- _EXTRACTED ENTRIES_:

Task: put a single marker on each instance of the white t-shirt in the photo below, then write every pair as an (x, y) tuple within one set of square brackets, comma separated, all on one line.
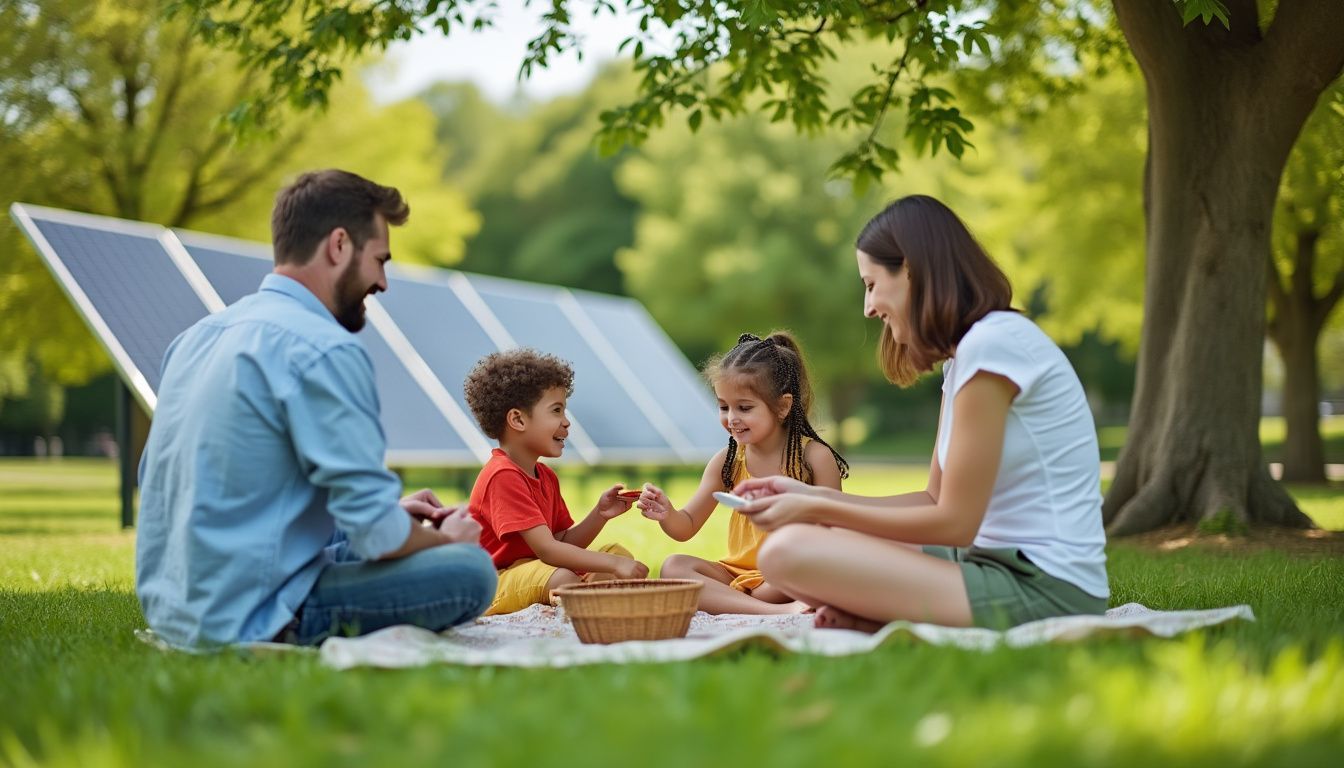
[(1047, 495)]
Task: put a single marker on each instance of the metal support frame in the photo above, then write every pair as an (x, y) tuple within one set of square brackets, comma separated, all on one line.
[(127, 453)]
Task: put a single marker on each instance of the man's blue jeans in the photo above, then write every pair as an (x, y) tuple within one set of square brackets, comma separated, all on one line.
[(434, 588)]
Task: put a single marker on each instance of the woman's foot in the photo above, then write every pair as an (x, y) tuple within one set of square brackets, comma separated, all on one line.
[(831, 618)]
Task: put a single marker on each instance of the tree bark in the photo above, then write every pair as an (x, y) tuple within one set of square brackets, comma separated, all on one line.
[(1225, 108)]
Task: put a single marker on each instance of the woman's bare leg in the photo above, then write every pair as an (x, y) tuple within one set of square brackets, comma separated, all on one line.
[(717, 596), (770, 593), (866, 577)]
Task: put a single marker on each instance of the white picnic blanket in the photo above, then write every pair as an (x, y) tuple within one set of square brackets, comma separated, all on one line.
[(540, 636)]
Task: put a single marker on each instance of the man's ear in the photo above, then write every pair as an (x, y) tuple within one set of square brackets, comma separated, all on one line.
[(785, 406), (338, 248)]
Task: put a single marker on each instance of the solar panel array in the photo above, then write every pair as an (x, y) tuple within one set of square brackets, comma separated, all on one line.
[(636, 398)]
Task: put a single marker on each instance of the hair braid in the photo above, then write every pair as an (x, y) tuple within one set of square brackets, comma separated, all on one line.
[(727, 475), (785, 369)]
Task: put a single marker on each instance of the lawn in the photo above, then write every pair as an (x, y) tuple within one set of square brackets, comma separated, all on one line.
[(77, 689), (913, 444)]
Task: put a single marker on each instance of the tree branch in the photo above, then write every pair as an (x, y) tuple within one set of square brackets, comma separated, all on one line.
[(167, 102)]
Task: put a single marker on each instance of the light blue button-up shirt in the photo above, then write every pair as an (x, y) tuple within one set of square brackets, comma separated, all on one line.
[(266, 440)]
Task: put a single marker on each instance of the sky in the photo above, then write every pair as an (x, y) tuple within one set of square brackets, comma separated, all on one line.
[(491, 58)]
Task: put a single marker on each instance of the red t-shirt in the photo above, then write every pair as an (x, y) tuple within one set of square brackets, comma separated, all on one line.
[(507, 499)]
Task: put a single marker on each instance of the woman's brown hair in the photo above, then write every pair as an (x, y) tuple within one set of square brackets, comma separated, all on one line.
[(953, 283)]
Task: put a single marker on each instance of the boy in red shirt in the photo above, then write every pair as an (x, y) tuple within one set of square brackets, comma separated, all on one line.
[(518, 397)]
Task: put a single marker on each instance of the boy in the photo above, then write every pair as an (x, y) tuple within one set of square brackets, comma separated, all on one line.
[(518, 397)]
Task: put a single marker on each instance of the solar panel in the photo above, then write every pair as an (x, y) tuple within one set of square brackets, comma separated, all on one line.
[(535, 316), (676, 388), (124, 281), (418, 431), (636, 398)]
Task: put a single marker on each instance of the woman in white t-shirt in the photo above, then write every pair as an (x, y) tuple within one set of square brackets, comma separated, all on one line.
[(1008, 529)]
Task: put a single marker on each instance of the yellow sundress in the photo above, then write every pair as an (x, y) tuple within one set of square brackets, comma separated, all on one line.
[(743, 538)]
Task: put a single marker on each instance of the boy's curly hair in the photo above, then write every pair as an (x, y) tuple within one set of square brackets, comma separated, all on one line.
[(508, 379)]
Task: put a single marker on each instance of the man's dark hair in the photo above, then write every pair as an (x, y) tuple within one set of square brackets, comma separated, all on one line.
[(508, 379), (321, 201)]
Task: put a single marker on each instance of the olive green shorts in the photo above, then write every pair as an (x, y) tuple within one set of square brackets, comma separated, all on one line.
[(1007, 589)]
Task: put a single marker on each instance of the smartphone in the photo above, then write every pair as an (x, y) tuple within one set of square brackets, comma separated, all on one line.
[(730, 501)]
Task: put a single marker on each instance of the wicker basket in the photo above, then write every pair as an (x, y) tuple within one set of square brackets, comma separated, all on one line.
[(633, 609)]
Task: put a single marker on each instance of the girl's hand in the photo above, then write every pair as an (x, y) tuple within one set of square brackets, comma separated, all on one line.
[(610, 505), (762, 487), (655, 503), (629, 568), (770, 513)]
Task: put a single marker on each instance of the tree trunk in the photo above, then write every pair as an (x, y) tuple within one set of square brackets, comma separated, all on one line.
[(1296, 335), (1304, 452), (1225, 108)]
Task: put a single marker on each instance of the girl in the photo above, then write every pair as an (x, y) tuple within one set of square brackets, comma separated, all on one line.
[(764, 404), (1008, 529)]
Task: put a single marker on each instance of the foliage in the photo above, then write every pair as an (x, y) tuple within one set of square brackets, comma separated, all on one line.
[(1085, 246), (1311, 214), (765, 47), (550, 209)]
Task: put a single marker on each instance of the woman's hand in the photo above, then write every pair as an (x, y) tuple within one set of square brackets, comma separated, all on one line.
[(770, 513), (655, 503), (762, 487)]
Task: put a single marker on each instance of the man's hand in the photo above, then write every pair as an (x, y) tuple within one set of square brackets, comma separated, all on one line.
[(457, 525), (655, 503), (628, 568), (425, 506)]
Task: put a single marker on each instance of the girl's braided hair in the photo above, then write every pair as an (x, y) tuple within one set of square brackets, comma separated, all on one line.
[(776, 369)]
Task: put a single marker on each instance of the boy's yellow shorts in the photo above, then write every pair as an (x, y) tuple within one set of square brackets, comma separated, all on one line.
[(523, 583)]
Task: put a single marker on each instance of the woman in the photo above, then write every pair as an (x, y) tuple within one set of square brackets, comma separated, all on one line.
[(1008, 529)]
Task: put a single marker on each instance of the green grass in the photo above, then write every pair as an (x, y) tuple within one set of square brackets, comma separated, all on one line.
[(77, 689), (917, 444)]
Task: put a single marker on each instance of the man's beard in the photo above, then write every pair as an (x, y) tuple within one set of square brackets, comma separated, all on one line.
[(350, 299)]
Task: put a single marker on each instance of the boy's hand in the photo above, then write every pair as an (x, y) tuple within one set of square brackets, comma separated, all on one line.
[(631, 569), (655, 503), (610, 505), (458, 526)]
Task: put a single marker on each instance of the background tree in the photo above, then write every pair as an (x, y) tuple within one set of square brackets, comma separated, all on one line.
[(549, 203), (1307, 277), (108, 108), (1237, 84)]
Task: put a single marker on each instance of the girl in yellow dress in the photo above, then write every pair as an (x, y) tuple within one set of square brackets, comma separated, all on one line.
[(764, 404)]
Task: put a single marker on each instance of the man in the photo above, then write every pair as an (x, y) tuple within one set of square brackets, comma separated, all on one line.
[(265, 509)]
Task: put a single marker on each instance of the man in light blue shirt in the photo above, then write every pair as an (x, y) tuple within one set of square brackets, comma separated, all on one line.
[(265, 507)]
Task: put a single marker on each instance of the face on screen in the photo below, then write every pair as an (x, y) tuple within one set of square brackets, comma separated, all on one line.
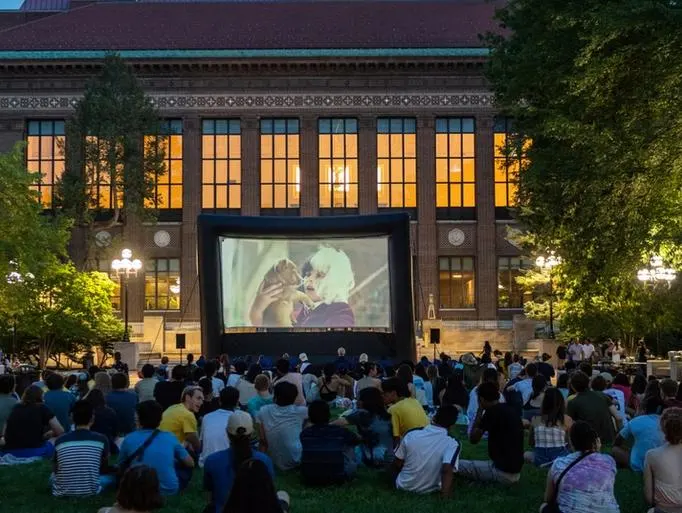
[(340, 283)]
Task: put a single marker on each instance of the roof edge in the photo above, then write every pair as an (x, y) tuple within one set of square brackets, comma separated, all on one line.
[(48, 55)]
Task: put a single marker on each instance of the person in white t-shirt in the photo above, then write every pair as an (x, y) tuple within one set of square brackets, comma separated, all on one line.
[(213, 435), (427, 458)]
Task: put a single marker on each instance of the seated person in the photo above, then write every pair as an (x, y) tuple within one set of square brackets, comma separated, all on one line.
[(213, 436), (138, 493), (262, 397), (280, 427), (328, 455), (30, 426), (163, 454), (58, 400), (426, 458), (548, 431), (373, 423), (81, 459), (221, 467), (646, 432), (586, 487), (505, 439), (123, 402), (406, 412), (663, 466)]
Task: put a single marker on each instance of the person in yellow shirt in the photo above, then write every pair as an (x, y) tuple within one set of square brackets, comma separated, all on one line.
[(179, 419), (406, 412)]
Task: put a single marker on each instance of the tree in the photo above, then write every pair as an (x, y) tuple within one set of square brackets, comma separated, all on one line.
[(594, 84), (62, 310), (114, 154), (30, 240)]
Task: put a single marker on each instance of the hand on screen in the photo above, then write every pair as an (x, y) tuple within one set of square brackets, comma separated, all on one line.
[(264, 298)]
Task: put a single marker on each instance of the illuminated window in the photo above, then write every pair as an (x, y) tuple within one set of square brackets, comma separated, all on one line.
[(509, 153), (338, 162), (455, 168), (98, 177), (168, 185), (456, 282), (509, 292), (45, 156), (162, 284), (104, 266), (221, 164), (397, 163), (280, 174)]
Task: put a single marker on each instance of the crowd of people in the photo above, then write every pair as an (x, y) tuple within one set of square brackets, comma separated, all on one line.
[(241, 423)]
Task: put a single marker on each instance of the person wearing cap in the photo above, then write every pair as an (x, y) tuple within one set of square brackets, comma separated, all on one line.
[(304, 362), (220, 468)]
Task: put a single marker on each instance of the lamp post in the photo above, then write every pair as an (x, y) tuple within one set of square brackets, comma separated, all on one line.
[(124, 269), (657, 272), (549, 262)]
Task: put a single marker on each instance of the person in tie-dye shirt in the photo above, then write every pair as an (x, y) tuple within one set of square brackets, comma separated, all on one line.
[(587, 487)]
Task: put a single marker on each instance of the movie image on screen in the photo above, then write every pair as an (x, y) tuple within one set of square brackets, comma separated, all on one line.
[(334, 283)]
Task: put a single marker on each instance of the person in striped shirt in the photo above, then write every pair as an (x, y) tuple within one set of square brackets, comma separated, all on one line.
[(81, 457)]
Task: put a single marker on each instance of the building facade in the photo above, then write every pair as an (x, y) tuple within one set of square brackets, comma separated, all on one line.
[(345, 125)]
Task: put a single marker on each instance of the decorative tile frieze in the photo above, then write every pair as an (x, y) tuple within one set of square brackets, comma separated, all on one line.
[(360, 101)]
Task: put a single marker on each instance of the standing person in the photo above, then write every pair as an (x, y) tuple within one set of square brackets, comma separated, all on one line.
[(157, 449), (221, 467), (139, 492), (406, 412), (58, 400), (588, 476), (145, 387), (281, 424), (181, 421), (213, 436), (168, 393), (30, 426), (7, 399), (263, 397), (254, 492), (646, 432), (663, 466), (549, 431), (119, 366), (427, 458), (284, 375), (505, 439), (328, 450), (81, 458), (595, 408), (123, 402)]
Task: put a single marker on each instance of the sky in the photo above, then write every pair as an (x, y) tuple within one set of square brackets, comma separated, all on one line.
[(10, 4)]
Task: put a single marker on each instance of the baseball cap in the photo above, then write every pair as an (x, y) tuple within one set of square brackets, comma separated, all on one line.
[(607, 377), (240, 423)]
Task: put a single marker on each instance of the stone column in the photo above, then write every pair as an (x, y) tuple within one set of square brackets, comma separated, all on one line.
[(367, 165), (486, 258), (250, 166), (427, 231), (310, 177), (191, 208)]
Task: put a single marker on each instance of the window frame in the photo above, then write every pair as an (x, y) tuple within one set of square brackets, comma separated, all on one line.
[(457, 127), (227, 128)]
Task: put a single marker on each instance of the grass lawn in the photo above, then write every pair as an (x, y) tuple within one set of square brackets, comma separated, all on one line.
[(24, 489)]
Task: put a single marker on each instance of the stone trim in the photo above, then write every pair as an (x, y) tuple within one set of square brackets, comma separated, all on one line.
[(197, 102)]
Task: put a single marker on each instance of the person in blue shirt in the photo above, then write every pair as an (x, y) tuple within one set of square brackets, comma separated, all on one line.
[(645, 430), (123, 402), (58, 400), (163, 454), (221, 467)]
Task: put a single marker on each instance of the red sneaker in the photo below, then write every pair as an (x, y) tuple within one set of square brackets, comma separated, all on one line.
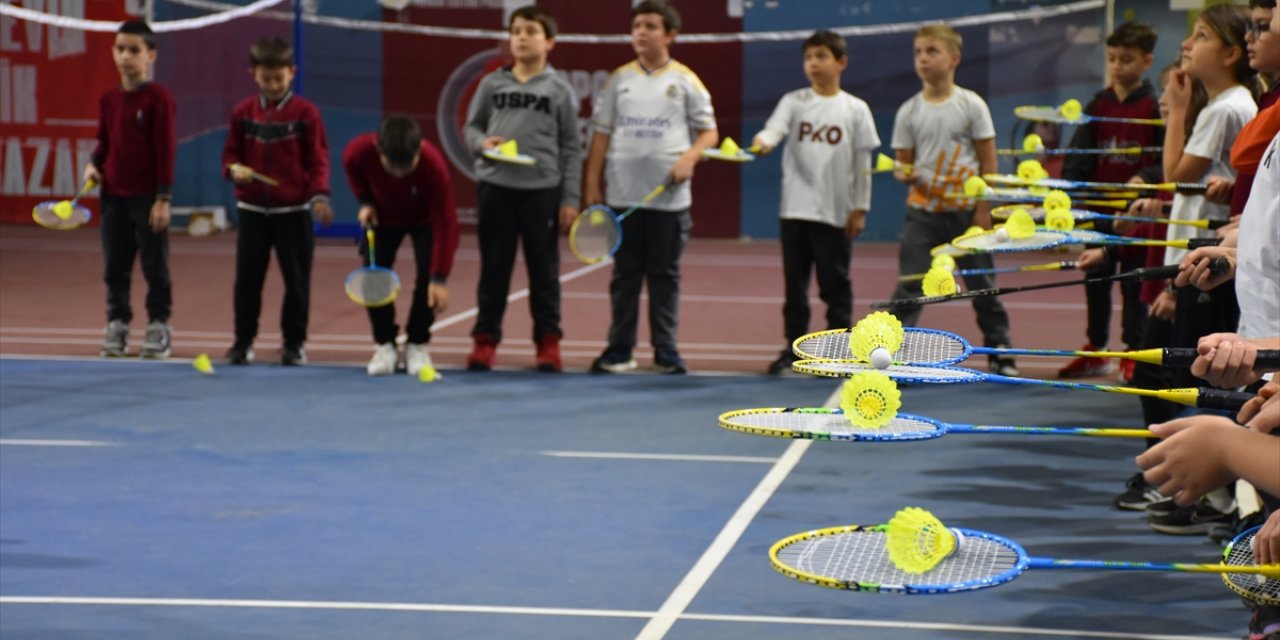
[(483, 353), (548, 353), (1086, 366)]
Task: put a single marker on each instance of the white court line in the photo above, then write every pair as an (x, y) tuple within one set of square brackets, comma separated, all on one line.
[(19, 442), (586, 613), (679, 600), (676, 457)]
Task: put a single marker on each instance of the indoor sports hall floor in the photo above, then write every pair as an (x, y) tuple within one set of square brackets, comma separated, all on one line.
[(142, 499)]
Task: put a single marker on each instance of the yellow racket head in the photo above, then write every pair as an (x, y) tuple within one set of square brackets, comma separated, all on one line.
[(1020, 224), (1060, 220), (876, 330), (871, 400), (1031, 170), (1072, 109), (974, 186), (944, 261), (883, 163), (938, 282), (917, 540), (1057, 200)]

- _WRITTEN EXERCISE_:
Retype, unchanged, the part of the rows that opens with the line containing "person in yellow" and closes with the line containing "[(264, 298)]", including both of those lines.

- _FULL ANSWER_:
Task: put a single marker on each instance of the person in yellow shirt in the photo above, then write every pair as an (x, y) tuple within one set of square brackets, comma separated, all on one line.
[(179, 419), (406, 412)]
Task: put a single marker on each instance of the tree in the photo above, then write every pair as an (x, y) tuple within one set of square brackets, comma separated, all on one line.
[(594, 84), (62, 310), (114, 154), (30, 240)]
Task: put a single marker on each instance of the hand on screen in the photo above, then write every pair as an (x, y) tuple within one set of square brackets, comma separated, all on one line.
[(264, 298)]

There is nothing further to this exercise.